— BEGIN Stored records —
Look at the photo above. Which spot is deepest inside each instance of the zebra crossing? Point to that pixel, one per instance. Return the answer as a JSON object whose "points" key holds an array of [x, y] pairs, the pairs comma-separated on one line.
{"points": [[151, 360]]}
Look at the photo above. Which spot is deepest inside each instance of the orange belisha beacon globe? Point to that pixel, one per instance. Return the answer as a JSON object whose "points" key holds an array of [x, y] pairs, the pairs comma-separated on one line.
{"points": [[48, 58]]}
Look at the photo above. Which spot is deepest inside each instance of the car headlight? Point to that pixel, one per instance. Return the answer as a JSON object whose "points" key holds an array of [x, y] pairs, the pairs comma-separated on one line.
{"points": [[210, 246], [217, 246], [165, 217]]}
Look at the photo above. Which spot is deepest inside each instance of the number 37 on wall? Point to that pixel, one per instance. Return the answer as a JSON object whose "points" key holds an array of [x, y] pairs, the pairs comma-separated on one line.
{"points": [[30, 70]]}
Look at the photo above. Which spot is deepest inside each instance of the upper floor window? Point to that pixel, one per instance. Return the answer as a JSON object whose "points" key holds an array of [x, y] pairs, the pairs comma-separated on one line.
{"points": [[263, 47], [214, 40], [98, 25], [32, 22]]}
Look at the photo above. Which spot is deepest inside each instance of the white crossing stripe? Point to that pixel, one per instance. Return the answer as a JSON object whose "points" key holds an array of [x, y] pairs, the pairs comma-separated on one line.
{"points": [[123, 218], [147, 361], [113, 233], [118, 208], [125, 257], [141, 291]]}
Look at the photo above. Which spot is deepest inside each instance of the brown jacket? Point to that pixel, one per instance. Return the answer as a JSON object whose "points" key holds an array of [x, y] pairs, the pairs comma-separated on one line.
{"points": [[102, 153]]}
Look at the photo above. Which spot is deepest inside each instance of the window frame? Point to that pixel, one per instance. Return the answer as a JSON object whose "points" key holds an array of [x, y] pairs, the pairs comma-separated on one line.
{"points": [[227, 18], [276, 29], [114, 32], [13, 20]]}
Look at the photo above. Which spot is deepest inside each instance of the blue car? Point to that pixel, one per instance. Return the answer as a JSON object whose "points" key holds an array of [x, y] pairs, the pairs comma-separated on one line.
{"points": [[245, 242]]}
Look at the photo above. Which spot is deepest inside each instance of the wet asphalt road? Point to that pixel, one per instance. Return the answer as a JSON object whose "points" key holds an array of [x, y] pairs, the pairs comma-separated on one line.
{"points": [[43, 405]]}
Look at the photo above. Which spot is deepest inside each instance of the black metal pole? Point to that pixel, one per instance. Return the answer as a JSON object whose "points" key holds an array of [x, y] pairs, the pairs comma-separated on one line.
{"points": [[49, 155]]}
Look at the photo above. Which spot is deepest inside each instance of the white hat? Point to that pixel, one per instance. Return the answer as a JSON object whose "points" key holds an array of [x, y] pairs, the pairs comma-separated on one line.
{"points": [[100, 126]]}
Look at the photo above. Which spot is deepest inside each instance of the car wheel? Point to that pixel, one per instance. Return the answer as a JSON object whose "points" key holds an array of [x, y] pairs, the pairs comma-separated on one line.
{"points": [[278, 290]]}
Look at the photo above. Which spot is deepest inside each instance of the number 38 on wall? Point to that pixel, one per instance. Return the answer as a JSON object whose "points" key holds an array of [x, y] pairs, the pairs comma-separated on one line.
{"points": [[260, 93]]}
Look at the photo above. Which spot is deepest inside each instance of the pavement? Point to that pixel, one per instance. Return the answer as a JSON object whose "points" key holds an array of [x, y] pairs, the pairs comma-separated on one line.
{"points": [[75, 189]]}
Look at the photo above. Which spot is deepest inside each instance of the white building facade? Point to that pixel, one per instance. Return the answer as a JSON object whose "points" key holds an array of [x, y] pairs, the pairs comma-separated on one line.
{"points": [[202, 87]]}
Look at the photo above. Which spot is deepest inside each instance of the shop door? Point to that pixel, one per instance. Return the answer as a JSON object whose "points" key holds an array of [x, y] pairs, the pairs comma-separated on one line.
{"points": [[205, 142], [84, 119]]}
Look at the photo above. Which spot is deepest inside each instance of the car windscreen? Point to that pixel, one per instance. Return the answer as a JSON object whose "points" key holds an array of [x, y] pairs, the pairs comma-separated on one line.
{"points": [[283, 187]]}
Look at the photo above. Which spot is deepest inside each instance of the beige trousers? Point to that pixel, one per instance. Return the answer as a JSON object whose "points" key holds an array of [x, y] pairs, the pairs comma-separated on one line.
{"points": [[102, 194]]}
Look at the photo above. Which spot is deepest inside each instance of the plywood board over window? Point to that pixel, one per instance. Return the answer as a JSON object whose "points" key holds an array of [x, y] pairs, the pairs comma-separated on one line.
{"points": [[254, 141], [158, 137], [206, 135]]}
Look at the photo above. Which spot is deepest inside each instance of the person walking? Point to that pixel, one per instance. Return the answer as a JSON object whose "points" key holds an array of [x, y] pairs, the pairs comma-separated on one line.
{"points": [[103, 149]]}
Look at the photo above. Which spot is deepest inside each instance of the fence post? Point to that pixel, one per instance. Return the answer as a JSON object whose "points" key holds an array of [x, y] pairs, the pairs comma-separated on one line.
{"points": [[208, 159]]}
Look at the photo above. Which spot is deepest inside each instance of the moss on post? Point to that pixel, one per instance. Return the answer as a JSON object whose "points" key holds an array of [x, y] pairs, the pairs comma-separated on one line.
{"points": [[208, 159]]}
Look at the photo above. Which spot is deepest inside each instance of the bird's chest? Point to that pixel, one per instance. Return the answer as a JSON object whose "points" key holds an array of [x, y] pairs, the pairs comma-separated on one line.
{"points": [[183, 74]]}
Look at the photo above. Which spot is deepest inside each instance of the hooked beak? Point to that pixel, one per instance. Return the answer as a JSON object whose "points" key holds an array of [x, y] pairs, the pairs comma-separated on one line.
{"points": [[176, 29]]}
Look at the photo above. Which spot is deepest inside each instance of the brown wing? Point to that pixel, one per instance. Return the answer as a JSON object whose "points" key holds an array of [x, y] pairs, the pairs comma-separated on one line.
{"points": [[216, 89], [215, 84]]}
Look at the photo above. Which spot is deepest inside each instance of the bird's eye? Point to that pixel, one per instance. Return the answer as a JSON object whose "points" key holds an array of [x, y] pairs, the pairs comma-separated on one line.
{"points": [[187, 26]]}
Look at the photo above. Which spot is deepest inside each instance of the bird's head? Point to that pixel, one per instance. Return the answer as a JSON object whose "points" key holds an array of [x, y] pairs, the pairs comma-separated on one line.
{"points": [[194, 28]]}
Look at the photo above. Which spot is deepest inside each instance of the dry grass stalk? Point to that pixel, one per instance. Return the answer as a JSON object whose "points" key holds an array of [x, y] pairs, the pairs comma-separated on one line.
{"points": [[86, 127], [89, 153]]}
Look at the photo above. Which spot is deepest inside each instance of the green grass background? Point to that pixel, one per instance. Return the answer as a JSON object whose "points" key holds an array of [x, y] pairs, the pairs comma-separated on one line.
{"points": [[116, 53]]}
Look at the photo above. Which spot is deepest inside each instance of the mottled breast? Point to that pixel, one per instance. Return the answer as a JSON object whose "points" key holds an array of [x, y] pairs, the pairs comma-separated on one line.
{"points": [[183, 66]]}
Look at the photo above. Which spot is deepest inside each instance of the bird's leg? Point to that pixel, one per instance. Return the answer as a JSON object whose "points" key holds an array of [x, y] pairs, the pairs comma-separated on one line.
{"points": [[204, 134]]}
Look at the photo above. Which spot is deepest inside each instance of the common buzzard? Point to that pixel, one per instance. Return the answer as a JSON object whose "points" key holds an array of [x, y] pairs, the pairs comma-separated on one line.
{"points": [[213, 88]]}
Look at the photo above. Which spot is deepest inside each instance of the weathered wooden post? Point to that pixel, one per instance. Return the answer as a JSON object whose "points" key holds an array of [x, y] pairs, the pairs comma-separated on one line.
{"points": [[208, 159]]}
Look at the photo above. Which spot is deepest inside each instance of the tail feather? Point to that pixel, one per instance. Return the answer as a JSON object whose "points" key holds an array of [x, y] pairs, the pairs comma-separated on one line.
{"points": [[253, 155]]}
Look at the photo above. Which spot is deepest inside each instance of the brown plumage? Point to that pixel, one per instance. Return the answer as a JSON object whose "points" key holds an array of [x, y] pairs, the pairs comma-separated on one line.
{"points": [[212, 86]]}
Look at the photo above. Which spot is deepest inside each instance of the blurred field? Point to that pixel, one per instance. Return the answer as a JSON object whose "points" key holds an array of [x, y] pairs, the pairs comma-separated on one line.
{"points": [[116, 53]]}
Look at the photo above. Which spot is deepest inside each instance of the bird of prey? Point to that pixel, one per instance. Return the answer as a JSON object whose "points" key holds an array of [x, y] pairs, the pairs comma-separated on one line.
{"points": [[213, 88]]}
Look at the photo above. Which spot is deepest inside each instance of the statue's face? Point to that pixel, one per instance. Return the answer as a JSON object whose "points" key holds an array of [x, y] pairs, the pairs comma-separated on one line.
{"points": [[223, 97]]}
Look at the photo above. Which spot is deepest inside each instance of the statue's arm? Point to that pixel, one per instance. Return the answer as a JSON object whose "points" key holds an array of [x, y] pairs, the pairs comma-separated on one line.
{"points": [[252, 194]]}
— END Stored records —
— BEGIN Stored records —
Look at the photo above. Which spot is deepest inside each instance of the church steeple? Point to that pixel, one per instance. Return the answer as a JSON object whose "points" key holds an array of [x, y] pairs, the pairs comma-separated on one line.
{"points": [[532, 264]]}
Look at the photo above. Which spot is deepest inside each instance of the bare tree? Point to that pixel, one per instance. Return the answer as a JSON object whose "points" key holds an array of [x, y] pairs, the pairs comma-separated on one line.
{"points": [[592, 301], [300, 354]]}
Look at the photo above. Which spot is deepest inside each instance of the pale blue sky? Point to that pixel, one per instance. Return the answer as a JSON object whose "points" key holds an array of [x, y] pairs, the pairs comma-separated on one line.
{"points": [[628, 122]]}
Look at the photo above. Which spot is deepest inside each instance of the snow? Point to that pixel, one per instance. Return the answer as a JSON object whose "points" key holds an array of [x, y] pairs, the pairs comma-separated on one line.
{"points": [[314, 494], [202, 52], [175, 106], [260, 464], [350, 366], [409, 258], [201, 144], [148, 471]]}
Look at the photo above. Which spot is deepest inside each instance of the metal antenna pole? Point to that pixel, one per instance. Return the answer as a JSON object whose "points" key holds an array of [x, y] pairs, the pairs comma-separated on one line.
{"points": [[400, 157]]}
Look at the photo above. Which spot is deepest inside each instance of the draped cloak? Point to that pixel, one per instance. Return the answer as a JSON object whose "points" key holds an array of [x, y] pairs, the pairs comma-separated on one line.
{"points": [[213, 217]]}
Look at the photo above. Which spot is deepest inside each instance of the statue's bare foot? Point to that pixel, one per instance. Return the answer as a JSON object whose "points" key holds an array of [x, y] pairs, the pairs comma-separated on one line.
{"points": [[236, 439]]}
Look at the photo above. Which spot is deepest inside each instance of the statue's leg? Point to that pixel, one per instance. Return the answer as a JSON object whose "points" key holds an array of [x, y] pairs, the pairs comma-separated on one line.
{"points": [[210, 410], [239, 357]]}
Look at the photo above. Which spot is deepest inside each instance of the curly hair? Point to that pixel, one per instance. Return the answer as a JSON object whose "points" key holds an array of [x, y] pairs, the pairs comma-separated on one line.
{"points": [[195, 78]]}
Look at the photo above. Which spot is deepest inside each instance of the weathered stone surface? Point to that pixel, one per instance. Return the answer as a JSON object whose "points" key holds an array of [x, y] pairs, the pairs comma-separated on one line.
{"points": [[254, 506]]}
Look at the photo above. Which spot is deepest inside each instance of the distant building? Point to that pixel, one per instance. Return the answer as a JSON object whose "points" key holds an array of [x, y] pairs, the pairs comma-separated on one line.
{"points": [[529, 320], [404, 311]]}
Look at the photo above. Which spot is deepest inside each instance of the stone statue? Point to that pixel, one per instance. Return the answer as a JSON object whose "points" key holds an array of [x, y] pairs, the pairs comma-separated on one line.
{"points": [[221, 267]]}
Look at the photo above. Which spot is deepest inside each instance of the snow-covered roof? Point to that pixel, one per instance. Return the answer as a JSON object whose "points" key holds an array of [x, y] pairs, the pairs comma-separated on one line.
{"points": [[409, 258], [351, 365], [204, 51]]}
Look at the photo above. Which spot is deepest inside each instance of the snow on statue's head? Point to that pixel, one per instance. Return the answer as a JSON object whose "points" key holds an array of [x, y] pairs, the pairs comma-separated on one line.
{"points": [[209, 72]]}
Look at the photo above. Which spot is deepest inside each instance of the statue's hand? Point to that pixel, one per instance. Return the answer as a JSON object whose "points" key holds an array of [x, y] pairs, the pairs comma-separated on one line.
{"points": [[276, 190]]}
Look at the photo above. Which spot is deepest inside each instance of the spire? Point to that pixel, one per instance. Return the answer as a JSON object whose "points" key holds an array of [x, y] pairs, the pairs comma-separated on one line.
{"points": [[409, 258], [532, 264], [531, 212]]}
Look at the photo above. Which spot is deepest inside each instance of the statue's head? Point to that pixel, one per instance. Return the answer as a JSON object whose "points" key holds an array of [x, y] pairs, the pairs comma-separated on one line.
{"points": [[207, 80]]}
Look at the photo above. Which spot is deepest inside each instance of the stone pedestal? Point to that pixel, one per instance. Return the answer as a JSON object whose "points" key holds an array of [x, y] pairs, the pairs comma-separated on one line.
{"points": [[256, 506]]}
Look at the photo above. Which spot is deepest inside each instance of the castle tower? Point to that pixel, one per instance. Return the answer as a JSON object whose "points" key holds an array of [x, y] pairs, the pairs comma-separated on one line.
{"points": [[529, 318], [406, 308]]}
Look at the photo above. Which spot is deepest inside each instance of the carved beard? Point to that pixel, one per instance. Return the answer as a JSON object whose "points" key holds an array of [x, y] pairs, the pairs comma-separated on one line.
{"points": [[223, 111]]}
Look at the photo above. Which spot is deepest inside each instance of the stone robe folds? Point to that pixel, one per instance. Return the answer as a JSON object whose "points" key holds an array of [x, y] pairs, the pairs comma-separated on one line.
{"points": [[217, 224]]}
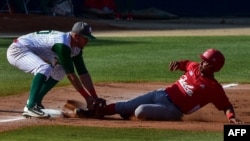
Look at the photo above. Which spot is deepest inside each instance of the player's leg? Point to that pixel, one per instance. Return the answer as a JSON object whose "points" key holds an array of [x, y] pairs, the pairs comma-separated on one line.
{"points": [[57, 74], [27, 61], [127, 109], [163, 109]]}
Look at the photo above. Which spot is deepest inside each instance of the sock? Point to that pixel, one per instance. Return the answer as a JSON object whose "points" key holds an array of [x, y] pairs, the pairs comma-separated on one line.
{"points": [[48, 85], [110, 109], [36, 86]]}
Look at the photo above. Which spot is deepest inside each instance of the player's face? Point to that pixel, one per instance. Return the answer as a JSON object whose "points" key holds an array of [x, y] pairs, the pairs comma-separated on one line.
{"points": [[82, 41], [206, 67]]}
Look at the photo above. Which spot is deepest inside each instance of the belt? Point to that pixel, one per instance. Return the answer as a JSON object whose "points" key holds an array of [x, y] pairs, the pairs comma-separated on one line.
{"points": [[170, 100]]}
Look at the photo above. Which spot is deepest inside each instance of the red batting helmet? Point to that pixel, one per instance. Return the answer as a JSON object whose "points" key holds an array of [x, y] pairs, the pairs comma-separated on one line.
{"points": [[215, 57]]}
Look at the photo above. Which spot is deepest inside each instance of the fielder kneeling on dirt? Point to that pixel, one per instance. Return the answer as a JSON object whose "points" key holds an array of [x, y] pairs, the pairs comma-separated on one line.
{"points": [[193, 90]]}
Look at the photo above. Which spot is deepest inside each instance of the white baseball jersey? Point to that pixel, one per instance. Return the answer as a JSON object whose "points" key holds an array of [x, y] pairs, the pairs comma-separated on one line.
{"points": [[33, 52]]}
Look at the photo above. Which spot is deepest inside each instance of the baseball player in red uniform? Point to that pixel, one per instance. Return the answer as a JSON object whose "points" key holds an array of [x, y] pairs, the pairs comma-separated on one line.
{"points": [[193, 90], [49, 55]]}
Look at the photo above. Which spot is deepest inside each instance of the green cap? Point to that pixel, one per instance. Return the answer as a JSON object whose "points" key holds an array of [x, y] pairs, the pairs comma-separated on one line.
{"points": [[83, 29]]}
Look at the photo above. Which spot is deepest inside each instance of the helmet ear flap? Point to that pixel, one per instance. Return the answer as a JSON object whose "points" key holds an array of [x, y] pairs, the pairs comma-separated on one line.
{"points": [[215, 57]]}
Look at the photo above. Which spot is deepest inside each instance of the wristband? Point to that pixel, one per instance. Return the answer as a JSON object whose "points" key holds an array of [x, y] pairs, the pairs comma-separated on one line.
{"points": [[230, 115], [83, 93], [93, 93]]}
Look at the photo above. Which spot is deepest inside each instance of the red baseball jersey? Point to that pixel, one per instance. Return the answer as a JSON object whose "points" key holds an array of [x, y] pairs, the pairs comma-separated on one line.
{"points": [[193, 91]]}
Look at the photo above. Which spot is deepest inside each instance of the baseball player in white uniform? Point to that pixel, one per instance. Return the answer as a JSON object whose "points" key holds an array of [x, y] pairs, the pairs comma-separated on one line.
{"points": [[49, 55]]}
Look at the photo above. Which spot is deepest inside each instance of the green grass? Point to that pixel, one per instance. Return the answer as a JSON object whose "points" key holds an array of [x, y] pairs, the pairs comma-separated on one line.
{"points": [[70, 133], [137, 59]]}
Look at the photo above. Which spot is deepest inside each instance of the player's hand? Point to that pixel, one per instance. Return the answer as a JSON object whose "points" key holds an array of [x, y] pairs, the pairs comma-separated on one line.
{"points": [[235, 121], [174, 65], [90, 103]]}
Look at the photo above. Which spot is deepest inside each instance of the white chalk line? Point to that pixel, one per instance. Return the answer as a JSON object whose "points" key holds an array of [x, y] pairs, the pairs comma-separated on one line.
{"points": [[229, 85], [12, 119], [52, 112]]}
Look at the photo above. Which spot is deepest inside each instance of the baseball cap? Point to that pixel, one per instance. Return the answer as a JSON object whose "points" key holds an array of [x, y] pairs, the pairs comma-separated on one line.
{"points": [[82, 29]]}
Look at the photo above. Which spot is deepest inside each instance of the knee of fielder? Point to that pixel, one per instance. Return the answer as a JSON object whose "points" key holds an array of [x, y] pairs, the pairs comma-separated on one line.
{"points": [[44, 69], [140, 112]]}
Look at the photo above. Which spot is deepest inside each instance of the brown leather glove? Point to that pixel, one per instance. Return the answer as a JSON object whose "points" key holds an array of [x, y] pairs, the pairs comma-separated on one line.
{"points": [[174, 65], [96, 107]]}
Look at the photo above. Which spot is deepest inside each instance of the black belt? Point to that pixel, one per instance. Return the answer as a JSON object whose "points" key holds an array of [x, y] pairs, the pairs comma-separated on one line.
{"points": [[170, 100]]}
— END Stored records —
Show each line of the data above that contains the string "building", matching case exactly.

Look at the photo above. Which spot is deepest inside each instance of the white building facade? Point to that pixel, one per instance. Return the answer as a JSON object whose "points" key holds an array of [x, y] pairs, the pairs comma-separated on one line.
Look at the photo above. Which spot is deepest inside each instance of the distant building? Point to that pixel, one per instance. Return the answer as a JSON object whose "points" key holds an array of [x, y] pairs, the pairs comma-separated on one line.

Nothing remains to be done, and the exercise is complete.